• _Set task_
Return only this: the line with "Target: chicken" and all the lines that follow it below, through the final one, exactly as they are.

Dataset rows:
▼▼▼
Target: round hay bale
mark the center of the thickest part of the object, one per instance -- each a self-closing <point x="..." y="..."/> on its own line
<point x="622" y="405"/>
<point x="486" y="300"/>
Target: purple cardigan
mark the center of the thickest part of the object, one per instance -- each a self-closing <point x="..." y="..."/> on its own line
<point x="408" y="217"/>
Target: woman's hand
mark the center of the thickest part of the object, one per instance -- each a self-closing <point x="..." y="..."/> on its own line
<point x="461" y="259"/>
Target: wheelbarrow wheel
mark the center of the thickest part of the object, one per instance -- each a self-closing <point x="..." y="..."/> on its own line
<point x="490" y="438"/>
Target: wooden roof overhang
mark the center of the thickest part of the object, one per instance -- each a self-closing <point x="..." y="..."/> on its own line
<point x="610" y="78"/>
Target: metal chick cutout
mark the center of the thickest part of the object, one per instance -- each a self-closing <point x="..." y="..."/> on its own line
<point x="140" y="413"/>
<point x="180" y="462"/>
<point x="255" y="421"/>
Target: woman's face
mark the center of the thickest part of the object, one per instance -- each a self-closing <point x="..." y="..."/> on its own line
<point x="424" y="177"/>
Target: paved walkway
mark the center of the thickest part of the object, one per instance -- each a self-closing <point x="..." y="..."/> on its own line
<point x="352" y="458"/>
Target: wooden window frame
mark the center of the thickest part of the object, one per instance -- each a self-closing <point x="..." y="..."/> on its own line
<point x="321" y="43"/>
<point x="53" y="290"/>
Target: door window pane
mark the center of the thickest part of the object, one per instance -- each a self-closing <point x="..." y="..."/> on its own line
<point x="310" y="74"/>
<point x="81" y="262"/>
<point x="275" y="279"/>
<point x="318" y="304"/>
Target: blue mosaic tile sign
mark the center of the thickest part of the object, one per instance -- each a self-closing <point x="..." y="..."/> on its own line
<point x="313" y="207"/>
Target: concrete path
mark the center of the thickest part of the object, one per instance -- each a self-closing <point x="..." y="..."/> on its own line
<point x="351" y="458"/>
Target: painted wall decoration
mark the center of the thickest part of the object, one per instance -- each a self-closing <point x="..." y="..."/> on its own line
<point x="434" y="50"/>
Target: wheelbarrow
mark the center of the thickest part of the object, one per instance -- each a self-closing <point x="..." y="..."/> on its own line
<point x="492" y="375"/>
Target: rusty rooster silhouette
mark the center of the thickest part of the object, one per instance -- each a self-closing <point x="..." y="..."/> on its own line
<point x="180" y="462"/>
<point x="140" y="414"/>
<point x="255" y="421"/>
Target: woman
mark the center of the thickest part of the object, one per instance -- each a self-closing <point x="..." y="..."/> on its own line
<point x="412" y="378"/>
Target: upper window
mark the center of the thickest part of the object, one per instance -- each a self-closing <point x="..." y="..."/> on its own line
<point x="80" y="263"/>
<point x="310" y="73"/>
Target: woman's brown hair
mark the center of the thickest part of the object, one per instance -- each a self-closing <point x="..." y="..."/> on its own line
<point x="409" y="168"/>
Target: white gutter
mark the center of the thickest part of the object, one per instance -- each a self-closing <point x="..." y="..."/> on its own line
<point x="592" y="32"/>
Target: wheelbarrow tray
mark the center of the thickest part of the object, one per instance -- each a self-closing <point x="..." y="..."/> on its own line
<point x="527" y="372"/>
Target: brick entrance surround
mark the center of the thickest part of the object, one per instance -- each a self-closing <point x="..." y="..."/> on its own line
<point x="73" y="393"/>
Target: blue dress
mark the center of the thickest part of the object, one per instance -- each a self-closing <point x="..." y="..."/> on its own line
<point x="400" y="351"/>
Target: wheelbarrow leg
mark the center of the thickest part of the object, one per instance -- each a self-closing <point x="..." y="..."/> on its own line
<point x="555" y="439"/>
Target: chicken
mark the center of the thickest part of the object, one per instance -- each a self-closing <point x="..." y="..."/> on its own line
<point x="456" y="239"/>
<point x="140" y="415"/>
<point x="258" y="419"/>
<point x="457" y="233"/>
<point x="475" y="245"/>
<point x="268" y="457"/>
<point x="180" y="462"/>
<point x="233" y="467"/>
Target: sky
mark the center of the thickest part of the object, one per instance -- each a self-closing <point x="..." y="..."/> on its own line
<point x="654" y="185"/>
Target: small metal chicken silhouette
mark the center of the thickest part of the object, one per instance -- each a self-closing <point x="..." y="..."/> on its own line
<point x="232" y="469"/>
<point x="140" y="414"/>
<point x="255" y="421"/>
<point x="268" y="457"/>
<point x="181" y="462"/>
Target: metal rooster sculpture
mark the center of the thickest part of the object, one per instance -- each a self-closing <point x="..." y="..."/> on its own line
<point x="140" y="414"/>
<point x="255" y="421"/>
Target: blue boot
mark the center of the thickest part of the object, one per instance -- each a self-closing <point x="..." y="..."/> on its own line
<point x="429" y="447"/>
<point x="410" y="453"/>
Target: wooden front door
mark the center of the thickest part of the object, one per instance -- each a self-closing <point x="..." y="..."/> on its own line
▲▲▲
• _Answer in full_
Target: chicken
mark the center of the thickest part of the object, one per instance -- each a self-closing <point x="..." y="..."/> on its own line
<point x="456" y="239"/>
<point x="140" y="415"/>
<point x="258" y="419"/>
<point x="457" y="233"/>
<point x="475" y="245"/>
<point x="268" y="457"/>
<point x="180" y="462"/>
<point x="233" y="467"/>
Target: sky
mark the center of the thickest part of the object, one per instance -- each a self-closing <point x="..." y="..."/> on its own line
<point x="654" y="185"/>
Target: small metal chicken silhouette
mark the center of the thickest part of the object, one per instance -- each a self-closing <point x="..." y="..."/> on its own line
<point x="232" y="469"/>
<point x="140" y="414"/>
<point x="255" y="421"/>
<point x="268" y="457"/>
<point x="181" y="462"/>
Target: metal rooster sculpture
mark the center of the thickest part of the object, one per instance -- each a self-closing <point x="..." y="..."/> on its own line
<point x="140" y="414"/>
<point x="255" y="421"/>
Target: blue boot
mark the center of the thickest part of the object, one per instance -- each a self-closing <point x="..." y="..."/> on its own line
<point x="429" y="447"/>
<point x="410" y="453"/>
Target: wooden front door
mark the center of the thickest part of the object, one per instance -- each a self-closing <point x="..." y="..."/> on its own line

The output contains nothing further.